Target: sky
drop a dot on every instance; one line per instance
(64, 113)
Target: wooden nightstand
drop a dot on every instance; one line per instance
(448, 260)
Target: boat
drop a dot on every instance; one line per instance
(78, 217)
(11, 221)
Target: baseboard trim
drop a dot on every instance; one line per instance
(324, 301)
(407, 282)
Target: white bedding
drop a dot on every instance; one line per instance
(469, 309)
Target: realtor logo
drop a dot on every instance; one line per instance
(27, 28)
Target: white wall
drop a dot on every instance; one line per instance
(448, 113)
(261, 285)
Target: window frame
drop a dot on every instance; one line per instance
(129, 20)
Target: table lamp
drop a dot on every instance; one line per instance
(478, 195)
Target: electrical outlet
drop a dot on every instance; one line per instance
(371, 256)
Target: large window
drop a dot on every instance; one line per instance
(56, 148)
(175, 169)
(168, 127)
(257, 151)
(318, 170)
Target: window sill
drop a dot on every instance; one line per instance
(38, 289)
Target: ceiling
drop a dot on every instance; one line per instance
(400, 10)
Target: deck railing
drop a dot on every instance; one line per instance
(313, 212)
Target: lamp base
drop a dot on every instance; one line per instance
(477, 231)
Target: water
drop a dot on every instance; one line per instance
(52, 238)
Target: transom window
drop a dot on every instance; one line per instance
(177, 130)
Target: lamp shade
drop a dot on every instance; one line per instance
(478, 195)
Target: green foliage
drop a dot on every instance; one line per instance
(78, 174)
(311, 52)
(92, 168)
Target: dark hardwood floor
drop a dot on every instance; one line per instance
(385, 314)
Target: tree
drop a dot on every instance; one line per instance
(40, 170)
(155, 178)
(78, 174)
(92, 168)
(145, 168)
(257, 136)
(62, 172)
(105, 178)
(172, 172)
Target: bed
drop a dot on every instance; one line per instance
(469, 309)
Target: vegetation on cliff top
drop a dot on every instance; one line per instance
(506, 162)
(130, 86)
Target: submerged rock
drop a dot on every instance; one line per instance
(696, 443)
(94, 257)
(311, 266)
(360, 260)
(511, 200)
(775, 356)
......
| WHAT YOU NEED TO DO |
Would you restate each of the entries word for word?

| ANSWER TO THIS PROBLEM |
Target: sky
drop a dot on every instance; one line per instance
(64, 113)
Target: wooden nightstand
drop a dot on every instance; one line per instance
(448, 260)
Target: boat
drop a dot on every instance; one line per instance
(78, 217)
(11, 221)
Target: baseboard trim
drop a dot on every instance; one line per instance
(324, 301)
(407, 282)
Target: white bedding
drop a dot on every instance; one line per instance
(469, 309)
Target: realtor logo
drop a dot on every instance; one line per instance
(27, 28)
Target: white wall
drop a dot on every instance; one line per instance
(448, 113)
(261, 285)
Target: window frame
drop a dot on every instance; one line per instance
(129, 20)
Target: table lamp
drop a dot on every instance; one line per instance
(478, 195)
Target: electrical outlet
drop a dot on every instance; one line per instance
(371, 256)
Target: large window
drop a dot on every instance; one line per instance
(56, 148)
(175, 169)
(168, 127)
(257, 151)
(318, 170)
Target: window sill
drop a dot on every instance; one line per instance
(38, 289)
Target: ceiling
drop a dot on every instance; one line per instance
(400, 10)
Target: deck railing
drop a dot on every instance; one line per instance
(313, 212)
Target: lamp base
drop a dot on every instance; one line per instance
(477, 231)
Target: water
drop a dot on every instance; one line per instance
(52, 238)
Target: transom window
drop a dot on every instance; one line per instance
(177, 130)
Target: lamp shade
drop a dot on every instance; one line per instance
(478, 195)
Target: green foliage
drop a dot on every instance; one line per instance
(78, 174)
(311, 52)
(92, 168)
Target: dark hardwood floor
drop a dot on every instance; one line per instance
(385, 314)
Target: tree
drop a dot on every instance; one line per instance
(40, 170)
(155, 178)
(78, 174)
(92, 168)
(145, 168)
(257, 136)
(62, 172)
(105, 178)
(172, 172)
Target: bed
drop a dot on every instance; one line per instance
(469, 309)
Target: vegetation on cliff top
drop a dot on every instance; one line per instance
(506, 162)
(130, 86)
Target: submerged rock
drop a dot on every instance; one line per instance
(696, 443)
(94, 257)
(311, 266)
(360, 260)
(511, 200)
(775, 356)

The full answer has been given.